ASSIGNMENT A -
Decide whether each statement agrees with the passage on Satan's temptations, answering yes or no and quoting the deciding words of the passage: (i) The Bible calls Satan "the tempter." (ii) Satan was in charge of the crucifixion of Christ. (iii) Jesus tells Peter "if you turn," strengthen your brothers.
ASSIGNMENT B -
Echo a section of the passage on Satan's temptations word for word, beginning at the words "8. Let Us Celebrate" and stopping after the words "themselves and others.".

8. Let Us Celebrate That God Is Sovereign over Satan’s Temptations to Sin

Much of our suffering comes from the sins of others against us and from our own sins. Satan is called in the Bible “the tempter” (Matt. 4:3; 1 Thess. 3:5). This was the origin on earth of all the misery that we know—Satan tempted Eve to sin, and sin brought with it the curse of God on the natural order (Gen. 3:14-19; Rom. 8:21-23). Since that time Satan has been tempting all human beings to do what will hurt themselves and others.

But the most famous temptations in the Bible do not portray Satan as sovereign in his tempting work. The Bible tells us in Luke 22:3-4 that “Satan entered into Judas called Iscariot. . . . He went away and conferred with the chief priests and officers how he might betray him to them.” But Luke tells us that the betrayal of Jesus by Judas was the fulfillment of Scripture: “The Scripture had to be fulfilled, which the Holy Spirit spoke beforehand by the mouth of David concerning Judas” (Acts 1:16). And therefore Peter said that Jesus was “delivered up according to the definite plan and foreknowledge of God” (Acts 2:23). As with Job, the Lord gave, and the Lord has taken away—the life of his Son, Jesus Christ. Satan was not in charge of the crucifixion of Christ. God was.

Even more famous than the temptation of Judas is the temptation of Peter. We usually think of Peter’s three denials, not his temptation. But Jesus says something to Peter in Luke 22:31-32 that makes plain Satan is at work here but that he is not sovereign: “Simon, Simon, behold, Satan demanded to have you, that he might sift you like wheat, but I have prayed for you that your faith may not fail. And when you have turned again [not: if you turn], strengthen your brothers.” Again, as with Job, Satan seeks to destroy Peter’s faith. God gives Satan leash, but Jesus intercedes for Peter, and says with complete sovereignty, “I have prayed for you. You will fall, but not utterly. When you repent and turn back—not if you turn back—strengthen your brothers.”

Satan is not sovereign in the temptations of Judas or Peter or you or those you love. God is.

(Referring expression data)

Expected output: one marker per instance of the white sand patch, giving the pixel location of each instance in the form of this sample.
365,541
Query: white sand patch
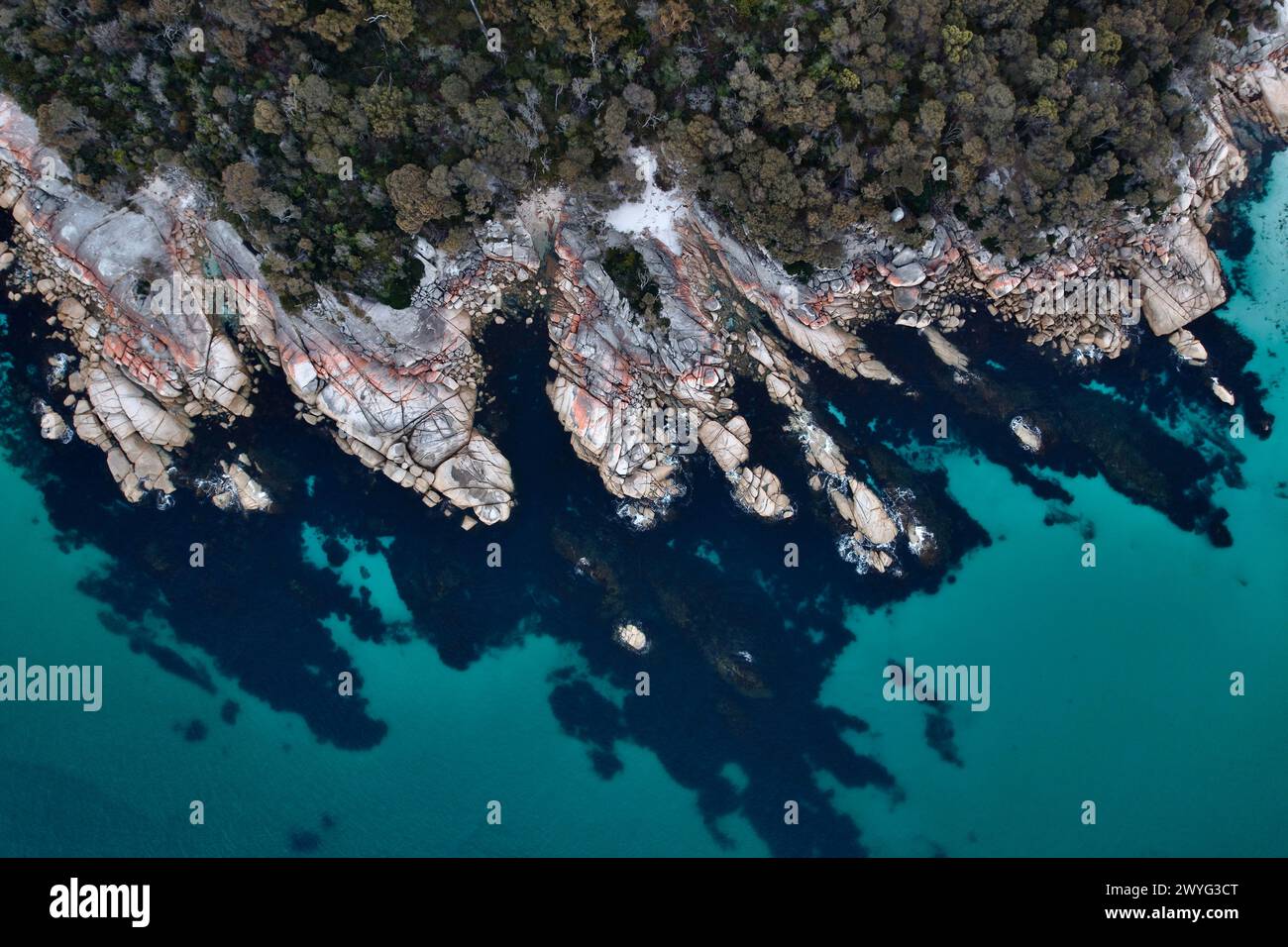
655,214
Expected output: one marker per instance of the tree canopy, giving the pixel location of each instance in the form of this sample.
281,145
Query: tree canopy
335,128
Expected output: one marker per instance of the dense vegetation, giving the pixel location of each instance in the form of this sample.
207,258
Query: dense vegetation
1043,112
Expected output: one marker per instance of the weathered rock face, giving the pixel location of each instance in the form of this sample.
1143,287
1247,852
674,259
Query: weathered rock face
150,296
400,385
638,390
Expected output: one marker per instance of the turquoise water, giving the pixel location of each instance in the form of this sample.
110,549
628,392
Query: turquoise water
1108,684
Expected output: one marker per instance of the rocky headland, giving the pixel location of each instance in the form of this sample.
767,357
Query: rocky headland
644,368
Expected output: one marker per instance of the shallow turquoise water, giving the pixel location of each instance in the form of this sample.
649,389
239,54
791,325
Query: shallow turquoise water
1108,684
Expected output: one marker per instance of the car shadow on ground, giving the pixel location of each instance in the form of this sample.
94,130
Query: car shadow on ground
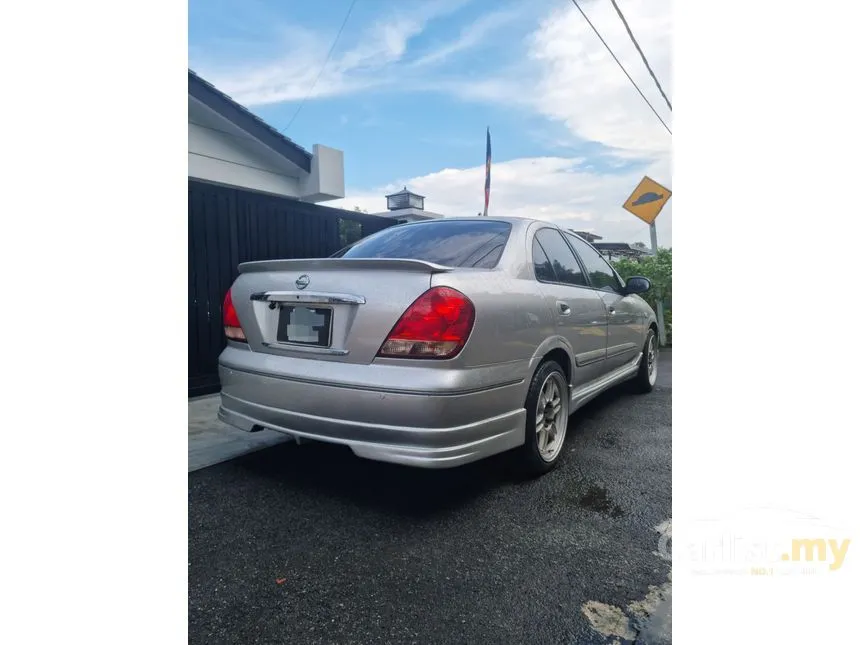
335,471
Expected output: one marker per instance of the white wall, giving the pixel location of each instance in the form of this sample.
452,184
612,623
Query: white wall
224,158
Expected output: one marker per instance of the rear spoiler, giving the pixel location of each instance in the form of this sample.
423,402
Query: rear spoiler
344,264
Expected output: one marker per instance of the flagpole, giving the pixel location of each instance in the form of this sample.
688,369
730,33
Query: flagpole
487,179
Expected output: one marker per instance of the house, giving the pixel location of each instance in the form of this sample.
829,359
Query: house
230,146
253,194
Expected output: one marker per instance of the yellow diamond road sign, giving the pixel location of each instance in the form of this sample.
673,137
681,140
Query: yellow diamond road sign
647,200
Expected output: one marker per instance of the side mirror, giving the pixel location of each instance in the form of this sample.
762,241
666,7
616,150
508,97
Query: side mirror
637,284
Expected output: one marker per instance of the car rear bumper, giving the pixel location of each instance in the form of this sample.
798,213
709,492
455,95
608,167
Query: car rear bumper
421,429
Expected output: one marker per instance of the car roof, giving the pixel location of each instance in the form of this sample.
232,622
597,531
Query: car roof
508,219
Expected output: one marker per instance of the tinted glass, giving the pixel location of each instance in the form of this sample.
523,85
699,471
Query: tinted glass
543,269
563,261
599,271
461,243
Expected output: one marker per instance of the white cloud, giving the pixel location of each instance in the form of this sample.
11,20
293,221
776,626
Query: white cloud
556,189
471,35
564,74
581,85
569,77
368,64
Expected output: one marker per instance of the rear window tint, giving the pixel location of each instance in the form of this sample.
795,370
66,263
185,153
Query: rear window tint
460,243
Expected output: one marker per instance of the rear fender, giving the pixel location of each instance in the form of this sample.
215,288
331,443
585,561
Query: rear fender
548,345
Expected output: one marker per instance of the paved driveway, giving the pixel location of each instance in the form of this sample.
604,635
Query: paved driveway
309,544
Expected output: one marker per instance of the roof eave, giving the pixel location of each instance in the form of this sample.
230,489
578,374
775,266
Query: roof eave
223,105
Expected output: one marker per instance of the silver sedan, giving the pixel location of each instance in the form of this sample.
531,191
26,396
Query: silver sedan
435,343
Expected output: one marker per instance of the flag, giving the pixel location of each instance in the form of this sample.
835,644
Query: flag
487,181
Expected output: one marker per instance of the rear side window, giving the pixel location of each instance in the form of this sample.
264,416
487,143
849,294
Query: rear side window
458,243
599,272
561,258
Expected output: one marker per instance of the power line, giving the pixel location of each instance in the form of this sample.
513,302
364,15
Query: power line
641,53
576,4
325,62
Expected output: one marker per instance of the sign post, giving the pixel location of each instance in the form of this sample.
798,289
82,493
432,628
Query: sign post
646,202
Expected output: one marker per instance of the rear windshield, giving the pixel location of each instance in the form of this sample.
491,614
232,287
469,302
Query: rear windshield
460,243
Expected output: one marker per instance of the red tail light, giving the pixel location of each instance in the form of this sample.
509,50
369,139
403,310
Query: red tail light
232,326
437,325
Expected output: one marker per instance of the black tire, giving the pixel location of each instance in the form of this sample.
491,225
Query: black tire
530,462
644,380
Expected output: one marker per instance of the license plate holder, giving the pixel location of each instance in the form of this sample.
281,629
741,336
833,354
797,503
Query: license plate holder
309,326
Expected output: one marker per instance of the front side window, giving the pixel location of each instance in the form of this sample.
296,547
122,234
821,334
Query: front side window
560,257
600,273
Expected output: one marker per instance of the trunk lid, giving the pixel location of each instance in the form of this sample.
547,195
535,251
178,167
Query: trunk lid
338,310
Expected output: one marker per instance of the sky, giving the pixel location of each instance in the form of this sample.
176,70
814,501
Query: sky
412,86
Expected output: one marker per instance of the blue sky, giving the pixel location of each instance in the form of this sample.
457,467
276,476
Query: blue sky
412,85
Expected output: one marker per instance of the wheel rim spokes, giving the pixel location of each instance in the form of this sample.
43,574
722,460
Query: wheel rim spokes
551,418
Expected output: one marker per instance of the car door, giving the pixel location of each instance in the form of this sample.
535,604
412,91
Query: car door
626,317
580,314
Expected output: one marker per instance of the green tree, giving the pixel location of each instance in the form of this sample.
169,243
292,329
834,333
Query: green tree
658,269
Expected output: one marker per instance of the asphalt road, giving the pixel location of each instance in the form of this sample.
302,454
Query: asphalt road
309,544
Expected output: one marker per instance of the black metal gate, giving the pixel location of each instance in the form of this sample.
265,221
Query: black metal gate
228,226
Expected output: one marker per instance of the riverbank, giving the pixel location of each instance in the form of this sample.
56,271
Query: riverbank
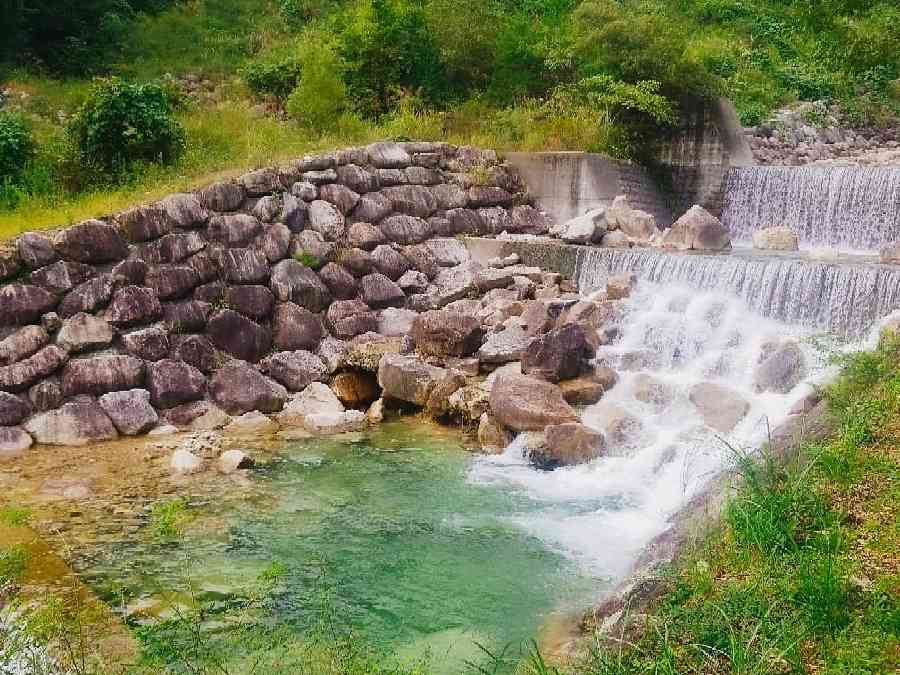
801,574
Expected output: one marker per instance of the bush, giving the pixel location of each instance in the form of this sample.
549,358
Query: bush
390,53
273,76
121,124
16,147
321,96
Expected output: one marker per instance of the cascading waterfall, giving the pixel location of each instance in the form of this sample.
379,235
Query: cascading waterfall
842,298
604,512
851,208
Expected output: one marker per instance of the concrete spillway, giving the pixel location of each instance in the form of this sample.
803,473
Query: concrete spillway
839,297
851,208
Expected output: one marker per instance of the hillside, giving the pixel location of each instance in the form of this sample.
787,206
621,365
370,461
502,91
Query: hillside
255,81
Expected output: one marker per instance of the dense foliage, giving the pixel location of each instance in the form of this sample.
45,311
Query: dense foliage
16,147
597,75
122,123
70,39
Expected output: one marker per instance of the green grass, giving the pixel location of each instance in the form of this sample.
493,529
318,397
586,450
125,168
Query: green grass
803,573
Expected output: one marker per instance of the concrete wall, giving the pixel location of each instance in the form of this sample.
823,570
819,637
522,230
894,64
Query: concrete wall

TASK RESULT A -
(i) Yes: "Satan is called in the Bible “the tempter” (Matt. 4:3; 1 Thess. 3:5)."
(ii) No: "Satan was not in charge of the crucifixion of Christ. God was."
(iii) No: "And when you have turned again [not: if you turn], strengthen your brothers."

TASK RESULT B -
8. Let Us Celebrate That God Is Sovereign over Satan’s Temptations to Sin

Much of our suffering comes from the sins of others against us and from our own sins. Satan is called in the Bible “the tempter” (Matt. 4:3; 1 Thess. 3:5). This was the origin on earth of all the misery that we know—Satan tempted Eve to sin, and sin brought with it the curse of God on the natural order (Gen. 3:14-19; Rom. 8:21-23). Since that time Satan has been tempting all human beings to do what will hurt themselves and others.